Work item
The reply must consist of one number: how many lines of the data include the word "clicks".

===== The data =====

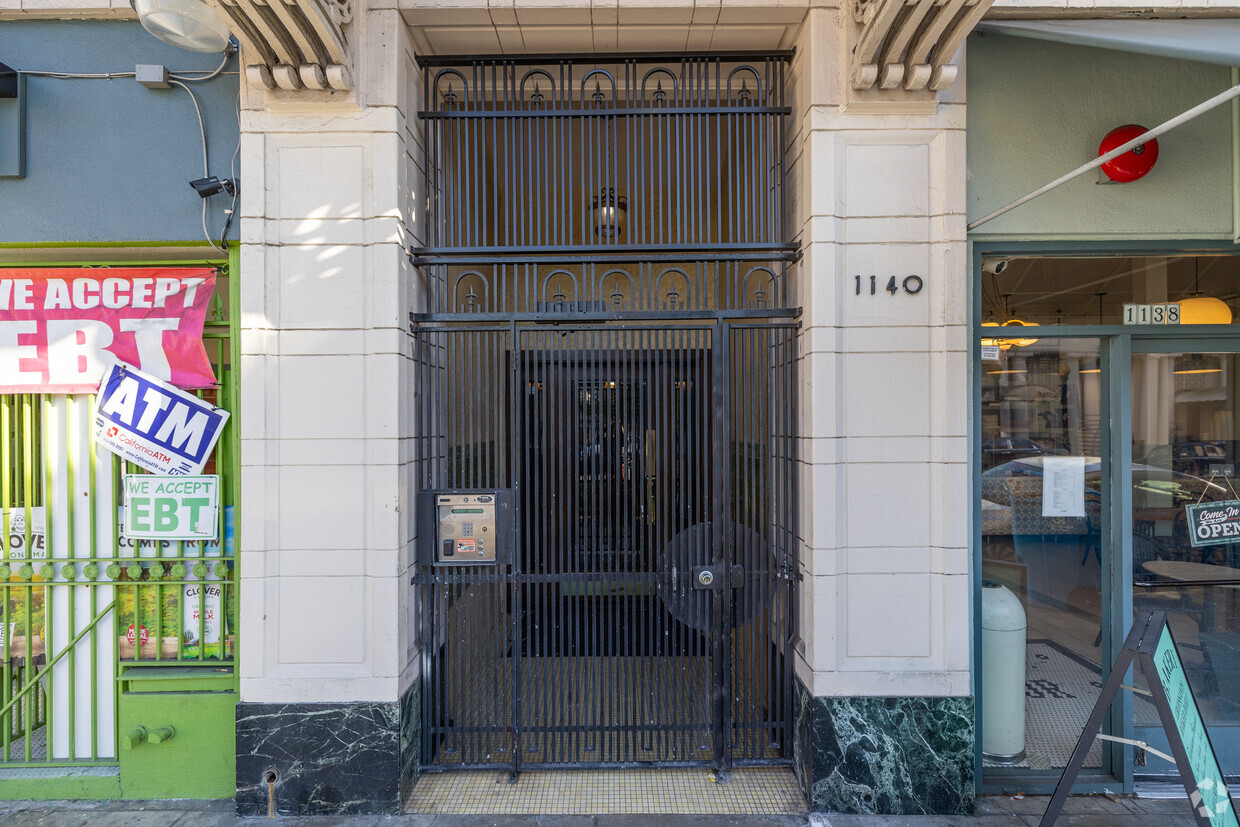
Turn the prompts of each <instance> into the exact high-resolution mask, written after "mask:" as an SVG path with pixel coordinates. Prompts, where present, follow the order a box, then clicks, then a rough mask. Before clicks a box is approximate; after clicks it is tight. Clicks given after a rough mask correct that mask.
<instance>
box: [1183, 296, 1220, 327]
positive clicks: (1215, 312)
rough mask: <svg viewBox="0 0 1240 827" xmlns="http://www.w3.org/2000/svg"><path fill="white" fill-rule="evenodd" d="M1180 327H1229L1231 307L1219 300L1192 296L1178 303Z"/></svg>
mask: <svg viewBox="0 0 1240 827" xmlns="http://www.w3.org/2000/svg"><path fill="white" fill-rule="evenodd" d="M1179 324H1182V325H1230V324H1231V307H1229V306H1228V303H1225V301H1223V300H1221V299H1214V298H1211V296H1193V298H1192V299H1182V300H1180V303H1179Z"/></svg>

=====

Exercise output
2